(Excerpts of pointing data)
· · · · ·

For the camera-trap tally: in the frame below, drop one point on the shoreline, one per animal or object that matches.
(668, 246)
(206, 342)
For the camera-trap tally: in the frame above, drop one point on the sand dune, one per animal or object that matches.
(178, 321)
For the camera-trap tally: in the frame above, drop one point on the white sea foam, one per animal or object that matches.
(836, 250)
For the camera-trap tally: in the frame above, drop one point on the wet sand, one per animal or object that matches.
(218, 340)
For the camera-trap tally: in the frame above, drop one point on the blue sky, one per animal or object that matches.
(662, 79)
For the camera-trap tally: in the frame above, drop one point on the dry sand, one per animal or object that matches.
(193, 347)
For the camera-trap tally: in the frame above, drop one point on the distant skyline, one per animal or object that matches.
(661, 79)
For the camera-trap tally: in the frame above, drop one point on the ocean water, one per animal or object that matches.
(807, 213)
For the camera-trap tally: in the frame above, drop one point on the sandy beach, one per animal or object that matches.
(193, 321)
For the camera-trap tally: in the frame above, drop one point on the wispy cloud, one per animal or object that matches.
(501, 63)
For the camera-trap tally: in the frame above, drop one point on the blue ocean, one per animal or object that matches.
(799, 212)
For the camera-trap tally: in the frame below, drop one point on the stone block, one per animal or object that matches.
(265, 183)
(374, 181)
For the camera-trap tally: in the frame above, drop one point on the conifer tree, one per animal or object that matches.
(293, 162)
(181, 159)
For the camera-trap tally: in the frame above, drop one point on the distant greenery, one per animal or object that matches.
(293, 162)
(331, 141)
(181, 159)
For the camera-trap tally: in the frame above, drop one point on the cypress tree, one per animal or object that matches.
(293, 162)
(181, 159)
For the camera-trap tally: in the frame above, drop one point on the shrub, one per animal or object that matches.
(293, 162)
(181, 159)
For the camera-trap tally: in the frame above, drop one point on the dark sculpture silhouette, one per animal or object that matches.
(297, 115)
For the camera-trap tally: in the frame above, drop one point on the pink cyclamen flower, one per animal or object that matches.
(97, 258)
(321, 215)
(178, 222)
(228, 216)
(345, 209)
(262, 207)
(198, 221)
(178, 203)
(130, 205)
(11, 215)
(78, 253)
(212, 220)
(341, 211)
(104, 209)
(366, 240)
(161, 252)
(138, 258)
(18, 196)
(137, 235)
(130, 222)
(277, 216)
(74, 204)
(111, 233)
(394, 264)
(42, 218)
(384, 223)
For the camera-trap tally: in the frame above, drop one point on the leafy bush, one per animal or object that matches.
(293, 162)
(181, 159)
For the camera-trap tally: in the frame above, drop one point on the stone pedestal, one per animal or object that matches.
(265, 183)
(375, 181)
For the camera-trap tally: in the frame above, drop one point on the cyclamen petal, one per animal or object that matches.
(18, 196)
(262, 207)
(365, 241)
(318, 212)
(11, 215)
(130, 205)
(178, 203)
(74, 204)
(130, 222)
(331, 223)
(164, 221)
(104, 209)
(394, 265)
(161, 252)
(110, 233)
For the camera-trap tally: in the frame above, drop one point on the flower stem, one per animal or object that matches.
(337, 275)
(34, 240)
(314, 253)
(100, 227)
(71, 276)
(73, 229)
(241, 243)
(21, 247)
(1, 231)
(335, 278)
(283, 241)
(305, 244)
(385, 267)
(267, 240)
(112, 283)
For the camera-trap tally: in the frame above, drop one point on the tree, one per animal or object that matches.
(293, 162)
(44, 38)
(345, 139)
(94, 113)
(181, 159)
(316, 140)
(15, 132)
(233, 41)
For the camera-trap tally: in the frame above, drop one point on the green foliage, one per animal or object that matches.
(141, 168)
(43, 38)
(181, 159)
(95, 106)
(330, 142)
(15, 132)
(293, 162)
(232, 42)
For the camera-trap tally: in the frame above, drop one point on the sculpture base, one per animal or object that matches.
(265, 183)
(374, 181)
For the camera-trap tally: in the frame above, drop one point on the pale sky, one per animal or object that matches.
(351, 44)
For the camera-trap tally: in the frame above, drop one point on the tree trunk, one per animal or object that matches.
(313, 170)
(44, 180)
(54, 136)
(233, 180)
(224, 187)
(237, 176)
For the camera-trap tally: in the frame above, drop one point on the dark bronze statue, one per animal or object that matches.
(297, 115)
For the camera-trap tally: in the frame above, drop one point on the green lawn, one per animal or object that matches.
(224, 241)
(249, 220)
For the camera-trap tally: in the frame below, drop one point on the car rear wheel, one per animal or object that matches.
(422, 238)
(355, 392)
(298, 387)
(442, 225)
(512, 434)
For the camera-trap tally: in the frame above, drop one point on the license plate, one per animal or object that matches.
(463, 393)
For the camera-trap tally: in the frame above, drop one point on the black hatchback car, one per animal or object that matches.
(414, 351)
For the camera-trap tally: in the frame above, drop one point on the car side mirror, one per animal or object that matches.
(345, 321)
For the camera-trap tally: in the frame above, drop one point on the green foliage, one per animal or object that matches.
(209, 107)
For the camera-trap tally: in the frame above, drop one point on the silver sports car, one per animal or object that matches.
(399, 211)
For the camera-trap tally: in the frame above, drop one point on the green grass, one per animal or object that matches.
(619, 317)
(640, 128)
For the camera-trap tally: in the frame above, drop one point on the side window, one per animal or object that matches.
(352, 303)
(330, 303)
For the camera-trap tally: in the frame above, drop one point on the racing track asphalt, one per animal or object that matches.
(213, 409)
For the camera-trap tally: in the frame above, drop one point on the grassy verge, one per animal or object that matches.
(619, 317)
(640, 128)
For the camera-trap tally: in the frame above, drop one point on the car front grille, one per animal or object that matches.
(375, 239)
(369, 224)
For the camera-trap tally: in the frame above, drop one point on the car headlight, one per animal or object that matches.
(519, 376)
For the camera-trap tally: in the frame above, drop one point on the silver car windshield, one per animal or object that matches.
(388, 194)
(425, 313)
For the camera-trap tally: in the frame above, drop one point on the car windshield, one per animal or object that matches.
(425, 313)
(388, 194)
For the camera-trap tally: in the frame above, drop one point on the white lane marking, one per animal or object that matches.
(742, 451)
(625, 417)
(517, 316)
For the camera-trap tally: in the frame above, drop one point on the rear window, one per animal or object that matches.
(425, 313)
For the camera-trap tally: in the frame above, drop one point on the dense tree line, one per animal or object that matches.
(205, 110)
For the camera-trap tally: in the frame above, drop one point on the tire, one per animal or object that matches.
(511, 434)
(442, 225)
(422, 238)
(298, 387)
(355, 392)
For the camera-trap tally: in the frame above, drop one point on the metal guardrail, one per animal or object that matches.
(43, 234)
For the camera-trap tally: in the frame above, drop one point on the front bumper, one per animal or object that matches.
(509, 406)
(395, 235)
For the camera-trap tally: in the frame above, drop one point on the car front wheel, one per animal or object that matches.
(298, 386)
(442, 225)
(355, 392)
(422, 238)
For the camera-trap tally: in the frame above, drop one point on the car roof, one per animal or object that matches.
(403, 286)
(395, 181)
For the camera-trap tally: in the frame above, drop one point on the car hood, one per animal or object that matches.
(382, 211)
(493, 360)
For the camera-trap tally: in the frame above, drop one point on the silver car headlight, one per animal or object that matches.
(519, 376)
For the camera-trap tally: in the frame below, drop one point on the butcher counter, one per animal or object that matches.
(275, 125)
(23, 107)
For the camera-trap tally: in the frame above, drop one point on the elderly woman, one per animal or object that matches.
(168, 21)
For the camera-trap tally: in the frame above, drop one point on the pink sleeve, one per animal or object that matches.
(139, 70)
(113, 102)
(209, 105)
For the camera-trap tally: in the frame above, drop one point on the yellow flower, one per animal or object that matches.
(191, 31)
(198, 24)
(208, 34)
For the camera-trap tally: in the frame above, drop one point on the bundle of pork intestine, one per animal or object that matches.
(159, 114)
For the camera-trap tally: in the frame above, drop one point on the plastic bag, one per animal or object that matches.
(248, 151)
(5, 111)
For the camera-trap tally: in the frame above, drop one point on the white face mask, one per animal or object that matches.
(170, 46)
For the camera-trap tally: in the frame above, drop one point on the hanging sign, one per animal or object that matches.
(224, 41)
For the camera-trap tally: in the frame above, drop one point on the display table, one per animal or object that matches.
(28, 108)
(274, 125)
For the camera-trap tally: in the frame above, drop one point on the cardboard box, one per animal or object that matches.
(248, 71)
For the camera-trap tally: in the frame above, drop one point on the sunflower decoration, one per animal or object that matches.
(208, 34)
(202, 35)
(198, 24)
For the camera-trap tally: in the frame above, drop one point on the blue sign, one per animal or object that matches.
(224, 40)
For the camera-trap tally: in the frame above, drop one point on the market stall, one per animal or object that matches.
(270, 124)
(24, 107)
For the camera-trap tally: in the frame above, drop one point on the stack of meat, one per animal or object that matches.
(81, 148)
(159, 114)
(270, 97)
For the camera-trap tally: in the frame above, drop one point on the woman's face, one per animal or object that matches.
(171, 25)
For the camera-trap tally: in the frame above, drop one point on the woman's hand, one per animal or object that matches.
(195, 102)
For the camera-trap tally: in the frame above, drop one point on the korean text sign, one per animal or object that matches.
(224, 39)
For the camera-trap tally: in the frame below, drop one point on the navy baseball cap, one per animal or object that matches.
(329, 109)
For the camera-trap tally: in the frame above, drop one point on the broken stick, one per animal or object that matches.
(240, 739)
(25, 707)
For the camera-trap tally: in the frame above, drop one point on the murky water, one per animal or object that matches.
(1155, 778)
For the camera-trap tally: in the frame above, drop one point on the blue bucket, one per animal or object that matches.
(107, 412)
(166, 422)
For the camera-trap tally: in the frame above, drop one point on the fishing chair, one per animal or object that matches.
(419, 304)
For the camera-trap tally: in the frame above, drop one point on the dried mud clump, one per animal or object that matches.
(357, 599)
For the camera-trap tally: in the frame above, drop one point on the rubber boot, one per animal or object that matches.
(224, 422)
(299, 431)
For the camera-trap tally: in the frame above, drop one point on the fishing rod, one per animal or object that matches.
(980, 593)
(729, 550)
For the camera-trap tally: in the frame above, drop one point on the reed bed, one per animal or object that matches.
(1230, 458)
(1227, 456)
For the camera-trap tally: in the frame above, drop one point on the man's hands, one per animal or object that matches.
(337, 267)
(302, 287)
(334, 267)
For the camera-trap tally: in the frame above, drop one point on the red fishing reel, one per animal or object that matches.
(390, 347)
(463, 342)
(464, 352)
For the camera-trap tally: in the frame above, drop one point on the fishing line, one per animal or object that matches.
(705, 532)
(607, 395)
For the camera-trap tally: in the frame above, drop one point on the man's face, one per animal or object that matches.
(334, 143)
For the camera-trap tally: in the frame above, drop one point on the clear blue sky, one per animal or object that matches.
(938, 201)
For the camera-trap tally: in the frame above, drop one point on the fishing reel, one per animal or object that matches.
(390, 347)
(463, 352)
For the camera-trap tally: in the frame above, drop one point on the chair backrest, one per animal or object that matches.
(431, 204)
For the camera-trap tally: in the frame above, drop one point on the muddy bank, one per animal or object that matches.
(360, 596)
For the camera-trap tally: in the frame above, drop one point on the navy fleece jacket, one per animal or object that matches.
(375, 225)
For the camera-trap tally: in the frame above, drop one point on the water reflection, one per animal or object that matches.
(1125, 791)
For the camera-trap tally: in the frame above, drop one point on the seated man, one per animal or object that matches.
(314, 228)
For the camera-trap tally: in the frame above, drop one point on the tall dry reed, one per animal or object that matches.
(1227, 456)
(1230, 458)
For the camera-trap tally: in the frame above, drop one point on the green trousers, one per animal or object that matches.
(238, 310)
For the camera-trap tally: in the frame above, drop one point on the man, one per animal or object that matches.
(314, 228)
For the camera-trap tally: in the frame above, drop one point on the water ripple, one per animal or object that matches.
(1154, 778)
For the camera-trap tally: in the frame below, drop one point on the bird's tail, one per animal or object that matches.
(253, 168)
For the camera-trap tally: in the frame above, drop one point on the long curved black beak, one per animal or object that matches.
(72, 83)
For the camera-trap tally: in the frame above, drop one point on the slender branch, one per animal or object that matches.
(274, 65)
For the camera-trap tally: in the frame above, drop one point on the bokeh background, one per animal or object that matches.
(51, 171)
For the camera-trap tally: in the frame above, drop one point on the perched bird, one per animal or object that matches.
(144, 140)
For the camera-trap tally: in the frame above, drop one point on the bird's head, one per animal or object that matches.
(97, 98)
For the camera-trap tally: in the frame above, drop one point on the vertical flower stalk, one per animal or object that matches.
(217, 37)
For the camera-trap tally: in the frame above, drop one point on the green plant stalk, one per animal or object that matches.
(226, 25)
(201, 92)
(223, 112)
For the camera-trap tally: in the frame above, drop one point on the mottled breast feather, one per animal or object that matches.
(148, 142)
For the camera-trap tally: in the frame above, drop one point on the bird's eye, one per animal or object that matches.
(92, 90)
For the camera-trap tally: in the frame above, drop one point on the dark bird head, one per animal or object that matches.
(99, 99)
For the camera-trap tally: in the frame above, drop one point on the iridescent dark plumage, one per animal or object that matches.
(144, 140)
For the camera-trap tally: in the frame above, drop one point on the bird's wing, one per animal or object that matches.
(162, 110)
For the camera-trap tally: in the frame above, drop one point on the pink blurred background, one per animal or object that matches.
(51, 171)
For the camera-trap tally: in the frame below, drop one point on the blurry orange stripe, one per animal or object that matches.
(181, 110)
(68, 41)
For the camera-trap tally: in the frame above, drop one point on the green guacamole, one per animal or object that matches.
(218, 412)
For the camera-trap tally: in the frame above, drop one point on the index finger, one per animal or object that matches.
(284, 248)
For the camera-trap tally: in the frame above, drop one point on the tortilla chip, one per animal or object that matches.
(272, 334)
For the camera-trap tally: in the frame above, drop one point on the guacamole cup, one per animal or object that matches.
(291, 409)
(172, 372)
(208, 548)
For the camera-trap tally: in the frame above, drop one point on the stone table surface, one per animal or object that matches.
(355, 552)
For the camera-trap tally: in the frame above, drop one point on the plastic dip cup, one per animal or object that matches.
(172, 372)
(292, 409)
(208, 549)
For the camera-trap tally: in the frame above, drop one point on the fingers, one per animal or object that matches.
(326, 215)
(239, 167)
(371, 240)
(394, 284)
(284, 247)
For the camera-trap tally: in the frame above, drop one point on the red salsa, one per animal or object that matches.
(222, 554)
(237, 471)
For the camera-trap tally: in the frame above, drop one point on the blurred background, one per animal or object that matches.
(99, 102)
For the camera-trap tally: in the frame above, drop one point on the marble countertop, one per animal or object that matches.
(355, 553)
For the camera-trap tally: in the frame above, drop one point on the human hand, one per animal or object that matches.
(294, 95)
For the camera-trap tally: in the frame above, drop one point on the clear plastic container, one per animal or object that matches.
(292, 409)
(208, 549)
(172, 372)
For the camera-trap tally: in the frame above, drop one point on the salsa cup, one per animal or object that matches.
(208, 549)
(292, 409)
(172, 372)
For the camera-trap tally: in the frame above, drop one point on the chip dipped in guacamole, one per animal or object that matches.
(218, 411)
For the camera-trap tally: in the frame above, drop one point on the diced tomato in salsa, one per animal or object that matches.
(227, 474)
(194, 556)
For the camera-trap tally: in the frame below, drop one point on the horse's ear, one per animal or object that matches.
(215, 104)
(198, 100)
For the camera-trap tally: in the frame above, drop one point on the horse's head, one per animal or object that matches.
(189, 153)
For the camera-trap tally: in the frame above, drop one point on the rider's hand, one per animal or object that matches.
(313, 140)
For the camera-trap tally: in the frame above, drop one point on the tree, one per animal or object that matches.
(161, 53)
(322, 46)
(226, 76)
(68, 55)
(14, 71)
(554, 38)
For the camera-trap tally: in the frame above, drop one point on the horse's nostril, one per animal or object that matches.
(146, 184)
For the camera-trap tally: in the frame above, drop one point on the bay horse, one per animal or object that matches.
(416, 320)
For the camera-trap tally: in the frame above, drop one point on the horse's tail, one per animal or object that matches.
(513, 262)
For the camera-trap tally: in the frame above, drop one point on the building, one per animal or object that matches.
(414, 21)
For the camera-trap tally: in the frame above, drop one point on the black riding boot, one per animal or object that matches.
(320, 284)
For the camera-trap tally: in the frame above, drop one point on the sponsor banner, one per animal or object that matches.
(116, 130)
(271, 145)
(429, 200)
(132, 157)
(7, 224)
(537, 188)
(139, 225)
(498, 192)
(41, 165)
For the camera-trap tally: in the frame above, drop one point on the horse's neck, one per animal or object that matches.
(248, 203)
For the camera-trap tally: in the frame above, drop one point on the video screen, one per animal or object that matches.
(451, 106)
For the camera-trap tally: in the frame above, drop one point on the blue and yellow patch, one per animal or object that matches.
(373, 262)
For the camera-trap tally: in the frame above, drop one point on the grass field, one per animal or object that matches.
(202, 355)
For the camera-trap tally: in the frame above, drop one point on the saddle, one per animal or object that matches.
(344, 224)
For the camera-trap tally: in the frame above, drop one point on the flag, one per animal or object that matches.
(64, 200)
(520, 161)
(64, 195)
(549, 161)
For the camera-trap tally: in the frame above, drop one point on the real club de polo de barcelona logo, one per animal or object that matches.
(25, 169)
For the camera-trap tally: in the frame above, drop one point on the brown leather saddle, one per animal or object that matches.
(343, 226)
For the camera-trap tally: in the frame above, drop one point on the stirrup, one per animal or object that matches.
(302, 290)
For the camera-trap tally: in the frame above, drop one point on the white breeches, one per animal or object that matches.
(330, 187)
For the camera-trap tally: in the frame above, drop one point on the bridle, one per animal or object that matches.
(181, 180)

· · · · ·

§ Given instruction: Repeat exactly the lines from the line containing "neck, one per animal or object that matches." through the end of the listing above; both boundary lines are part of the output.

§ Output of the task:
For the camera-trap tally: in the frame above, drop one point on the horse's neck, one per animal or object that matches.
(248, 203)
For the camera-trap tally: in the frame above, drop one point on the video screen, one per animal or object that matches.
(451, 106)
For the camera-trap tally: in the frame above, drop one point on the blue and yellow patch, one per animal or object that matches.
(373, 262)
For the camera-trap tally: in the frame above, drop one point on the grass field, one per animal or object that matches.
(202, 355)
For the camera-trap tally: in the frame above, drop one point on the saddle, one per animal or object that matches.
(344, 224)
For the camera-trap tally: in the frame above, drop one point on the flag, one per animal or object that matches.
(64, 200)
(520, 161)
(64, 195)
(549, 161)
For the camera-trap tally: in the frame above, drop one point on the real club de polo de barcelona logo, one per animal or object that matches.
(25, 169)
For the camera-trap tally: in the frame above, drop one point on the brown leather saddle, one per animal or object that matches.
(343, 226)
For the camera-trap tally: in the frame above, drop one point on the stirrup, one per animal or object that matches.
(302, 290)
For the camera-trap tally: in the frame above, drop one point on the white breeches, one per animal or object that matches.
(330, 187)
For the camera-trap tally: in the frame above, drop one point on the bridle, one per animal or object that matches.
(181, 180)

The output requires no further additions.